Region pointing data
——————

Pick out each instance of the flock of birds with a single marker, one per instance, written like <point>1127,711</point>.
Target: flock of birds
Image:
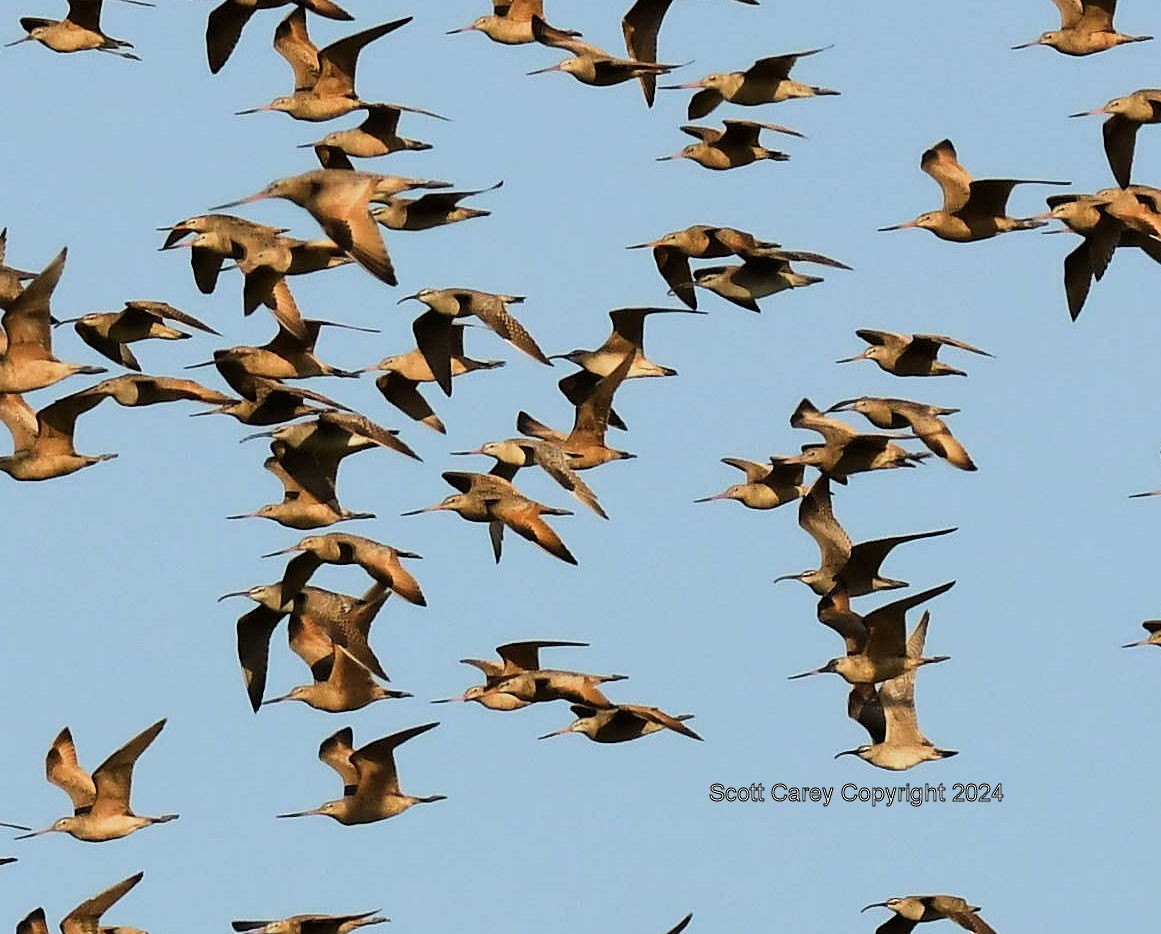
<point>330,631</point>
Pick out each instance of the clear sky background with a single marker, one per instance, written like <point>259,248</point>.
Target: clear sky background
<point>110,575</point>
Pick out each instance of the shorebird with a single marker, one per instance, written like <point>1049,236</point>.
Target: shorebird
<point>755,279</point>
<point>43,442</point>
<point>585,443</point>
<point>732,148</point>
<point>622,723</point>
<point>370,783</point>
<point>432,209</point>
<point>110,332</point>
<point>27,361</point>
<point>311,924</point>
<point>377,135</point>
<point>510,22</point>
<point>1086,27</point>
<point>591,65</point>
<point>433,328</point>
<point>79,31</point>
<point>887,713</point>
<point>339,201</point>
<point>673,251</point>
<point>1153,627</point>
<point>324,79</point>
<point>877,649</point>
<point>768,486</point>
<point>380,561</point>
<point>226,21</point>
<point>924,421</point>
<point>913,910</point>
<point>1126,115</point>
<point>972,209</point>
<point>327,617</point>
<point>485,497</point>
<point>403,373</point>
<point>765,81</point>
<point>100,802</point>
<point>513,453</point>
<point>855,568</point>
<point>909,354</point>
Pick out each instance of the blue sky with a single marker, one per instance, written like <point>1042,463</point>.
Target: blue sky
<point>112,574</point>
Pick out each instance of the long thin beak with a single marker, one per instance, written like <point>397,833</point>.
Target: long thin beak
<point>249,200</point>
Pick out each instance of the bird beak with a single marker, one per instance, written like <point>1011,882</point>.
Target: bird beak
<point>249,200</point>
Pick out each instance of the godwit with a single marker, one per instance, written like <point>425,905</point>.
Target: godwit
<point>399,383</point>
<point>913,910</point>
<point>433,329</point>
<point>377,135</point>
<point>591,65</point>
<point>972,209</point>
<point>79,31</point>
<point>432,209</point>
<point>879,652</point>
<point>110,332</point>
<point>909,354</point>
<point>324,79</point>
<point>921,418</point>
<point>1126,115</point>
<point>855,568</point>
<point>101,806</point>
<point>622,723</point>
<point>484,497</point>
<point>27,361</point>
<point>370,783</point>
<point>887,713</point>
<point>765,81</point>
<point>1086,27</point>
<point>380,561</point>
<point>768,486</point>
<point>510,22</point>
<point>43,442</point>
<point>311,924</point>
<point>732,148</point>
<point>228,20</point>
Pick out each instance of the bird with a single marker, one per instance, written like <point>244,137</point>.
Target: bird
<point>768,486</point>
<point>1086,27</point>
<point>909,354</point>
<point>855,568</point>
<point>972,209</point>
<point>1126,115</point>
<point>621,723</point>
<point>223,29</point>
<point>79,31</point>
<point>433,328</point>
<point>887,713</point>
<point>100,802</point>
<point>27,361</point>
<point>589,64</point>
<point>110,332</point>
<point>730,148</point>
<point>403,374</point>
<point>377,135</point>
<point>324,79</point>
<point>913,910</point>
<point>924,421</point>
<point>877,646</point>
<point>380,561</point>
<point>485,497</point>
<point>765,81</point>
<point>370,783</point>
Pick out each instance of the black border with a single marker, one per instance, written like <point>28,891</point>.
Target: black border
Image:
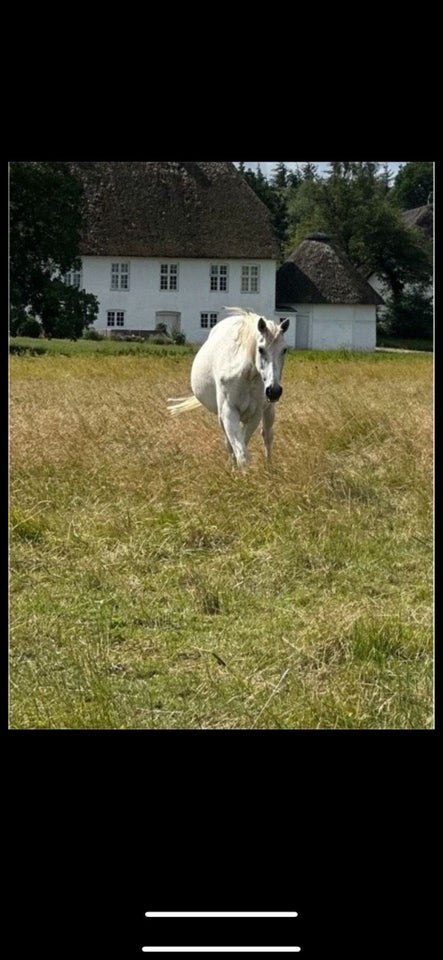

——————

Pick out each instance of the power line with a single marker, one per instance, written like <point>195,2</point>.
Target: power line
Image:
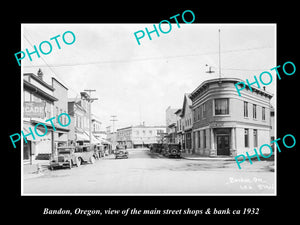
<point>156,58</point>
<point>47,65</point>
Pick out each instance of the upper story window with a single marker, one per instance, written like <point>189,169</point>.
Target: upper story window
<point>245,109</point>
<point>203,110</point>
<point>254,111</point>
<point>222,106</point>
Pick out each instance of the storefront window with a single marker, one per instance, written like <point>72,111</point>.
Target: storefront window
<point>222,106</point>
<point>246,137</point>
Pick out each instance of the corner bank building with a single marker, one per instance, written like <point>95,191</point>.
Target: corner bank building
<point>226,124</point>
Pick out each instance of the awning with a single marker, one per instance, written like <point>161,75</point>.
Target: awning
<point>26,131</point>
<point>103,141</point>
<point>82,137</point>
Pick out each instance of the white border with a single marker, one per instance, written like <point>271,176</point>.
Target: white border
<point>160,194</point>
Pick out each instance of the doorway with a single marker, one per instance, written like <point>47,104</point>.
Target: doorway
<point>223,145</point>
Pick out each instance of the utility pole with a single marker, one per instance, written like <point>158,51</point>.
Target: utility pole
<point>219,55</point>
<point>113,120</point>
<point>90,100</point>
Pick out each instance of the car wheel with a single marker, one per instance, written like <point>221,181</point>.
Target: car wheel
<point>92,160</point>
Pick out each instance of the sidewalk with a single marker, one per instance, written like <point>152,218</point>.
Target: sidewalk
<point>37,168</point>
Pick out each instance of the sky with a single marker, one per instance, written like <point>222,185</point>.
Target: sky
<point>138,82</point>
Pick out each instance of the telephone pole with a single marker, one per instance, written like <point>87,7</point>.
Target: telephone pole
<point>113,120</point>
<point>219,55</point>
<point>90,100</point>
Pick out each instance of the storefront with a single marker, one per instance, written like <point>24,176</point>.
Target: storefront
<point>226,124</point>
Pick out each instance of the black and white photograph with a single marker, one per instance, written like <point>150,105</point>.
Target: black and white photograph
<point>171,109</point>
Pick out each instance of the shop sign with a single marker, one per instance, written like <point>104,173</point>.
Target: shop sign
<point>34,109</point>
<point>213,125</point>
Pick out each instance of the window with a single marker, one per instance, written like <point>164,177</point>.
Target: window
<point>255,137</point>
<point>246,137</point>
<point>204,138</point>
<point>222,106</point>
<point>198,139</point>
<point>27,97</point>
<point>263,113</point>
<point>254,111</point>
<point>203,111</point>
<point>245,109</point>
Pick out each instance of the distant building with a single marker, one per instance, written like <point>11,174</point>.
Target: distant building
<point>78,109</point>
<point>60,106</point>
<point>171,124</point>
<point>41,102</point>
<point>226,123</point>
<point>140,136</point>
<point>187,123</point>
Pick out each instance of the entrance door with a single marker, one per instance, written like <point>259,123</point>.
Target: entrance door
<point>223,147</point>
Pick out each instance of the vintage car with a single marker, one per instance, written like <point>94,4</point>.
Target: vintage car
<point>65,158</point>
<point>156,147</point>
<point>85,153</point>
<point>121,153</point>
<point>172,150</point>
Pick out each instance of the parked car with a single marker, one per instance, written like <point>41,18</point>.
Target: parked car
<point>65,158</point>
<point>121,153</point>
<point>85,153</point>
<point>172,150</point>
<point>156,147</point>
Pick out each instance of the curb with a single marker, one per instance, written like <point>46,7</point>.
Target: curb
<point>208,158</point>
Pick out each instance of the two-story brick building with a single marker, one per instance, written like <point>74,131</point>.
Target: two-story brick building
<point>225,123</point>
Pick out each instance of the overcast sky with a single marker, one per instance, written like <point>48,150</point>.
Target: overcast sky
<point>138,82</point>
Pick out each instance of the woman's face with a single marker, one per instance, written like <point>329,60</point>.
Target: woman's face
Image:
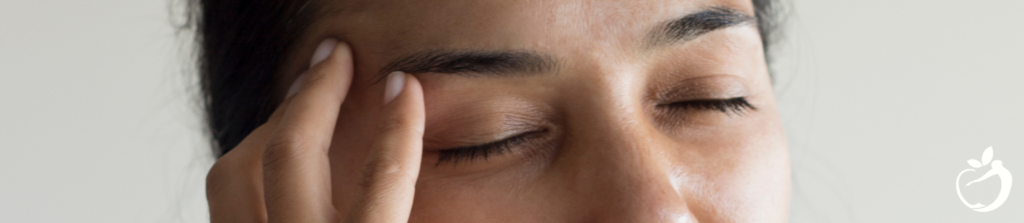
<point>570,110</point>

——————

§ Task details: A single number is the answer: how many lines of the entries above contain "power"?

§ Answer for the task: 2